Provided data:
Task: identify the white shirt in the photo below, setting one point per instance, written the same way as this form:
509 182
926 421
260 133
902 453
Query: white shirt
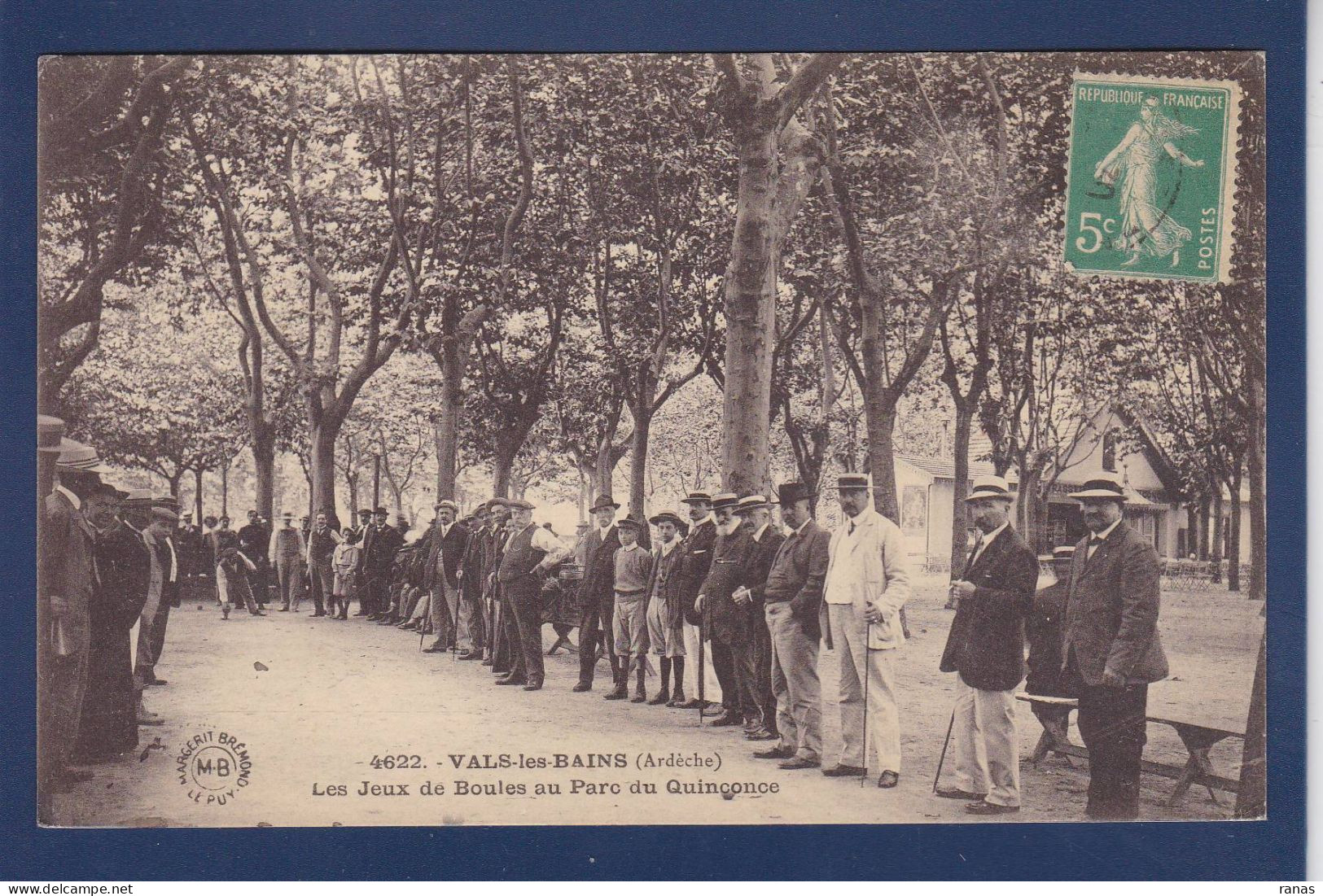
847 566
1098 538
984 540
73 499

Given request:
Copy out all the records again, switching every "shirt" to "blouse" and changing nothing else; leave the pictures out.

Written answer:
Task: identify the white blouse in the photo below, setting one point per instance, written the same way as this form:
509 182
926 421
260 133
902 453
Query: white blouse
847 566
1098 538
984 540
73 499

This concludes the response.